Stored data:
━━━━━━

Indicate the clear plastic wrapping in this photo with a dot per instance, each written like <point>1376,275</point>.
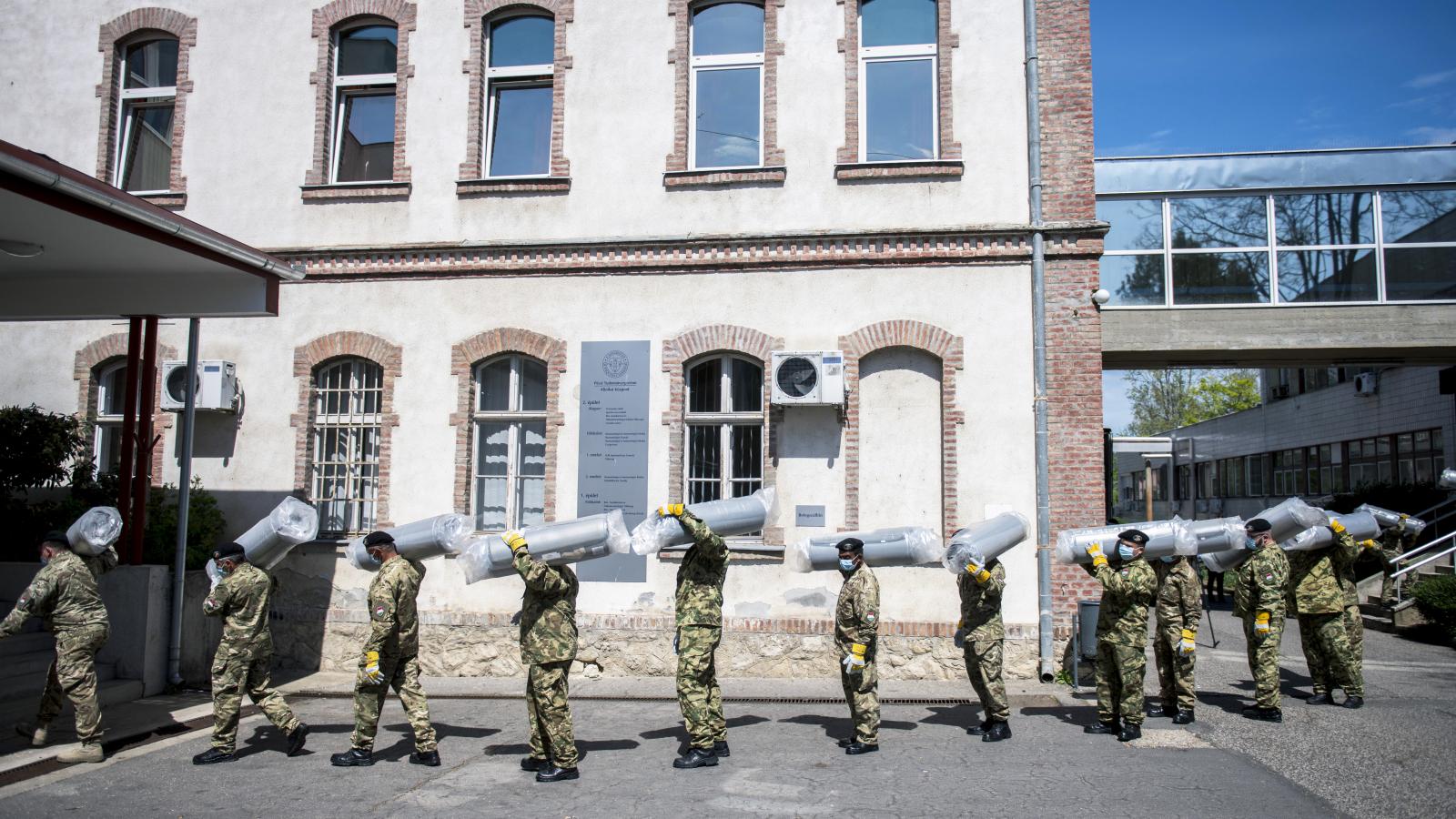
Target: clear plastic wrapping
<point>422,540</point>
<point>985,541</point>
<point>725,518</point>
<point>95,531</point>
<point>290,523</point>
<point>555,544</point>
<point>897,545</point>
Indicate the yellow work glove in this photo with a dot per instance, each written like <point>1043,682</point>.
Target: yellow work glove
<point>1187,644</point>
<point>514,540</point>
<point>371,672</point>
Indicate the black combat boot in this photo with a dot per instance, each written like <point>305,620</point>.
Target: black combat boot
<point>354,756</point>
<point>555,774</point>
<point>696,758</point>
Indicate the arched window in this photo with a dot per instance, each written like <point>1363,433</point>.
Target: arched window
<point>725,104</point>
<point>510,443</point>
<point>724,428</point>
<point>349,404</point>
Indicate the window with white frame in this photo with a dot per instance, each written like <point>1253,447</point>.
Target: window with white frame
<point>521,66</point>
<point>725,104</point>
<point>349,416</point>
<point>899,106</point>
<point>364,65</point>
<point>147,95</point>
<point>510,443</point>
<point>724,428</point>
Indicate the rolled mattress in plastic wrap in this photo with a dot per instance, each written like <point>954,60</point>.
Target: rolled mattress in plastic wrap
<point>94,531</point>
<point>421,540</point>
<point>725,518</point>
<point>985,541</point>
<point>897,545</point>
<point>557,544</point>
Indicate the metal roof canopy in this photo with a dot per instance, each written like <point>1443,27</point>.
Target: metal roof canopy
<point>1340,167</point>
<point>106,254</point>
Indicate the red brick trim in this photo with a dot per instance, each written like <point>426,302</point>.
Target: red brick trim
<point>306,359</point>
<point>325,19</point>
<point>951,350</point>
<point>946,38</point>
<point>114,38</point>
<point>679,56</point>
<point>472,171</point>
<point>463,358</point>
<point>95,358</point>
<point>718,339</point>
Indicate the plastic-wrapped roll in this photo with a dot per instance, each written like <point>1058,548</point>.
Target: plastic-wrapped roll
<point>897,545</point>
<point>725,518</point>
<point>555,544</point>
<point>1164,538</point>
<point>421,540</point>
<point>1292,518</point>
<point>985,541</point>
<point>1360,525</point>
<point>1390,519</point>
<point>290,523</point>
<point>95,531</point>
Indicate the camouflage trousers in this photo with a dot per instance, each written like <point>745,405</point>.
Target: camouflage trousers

━━━━━━

About this task →
Which lines of the data contain "camouflage"? Copy them all.

Solution →
Indicate the camouflage trousers in this photo with a dot per instance, each written like <point>745,405</point>.
Target: camouflage trousers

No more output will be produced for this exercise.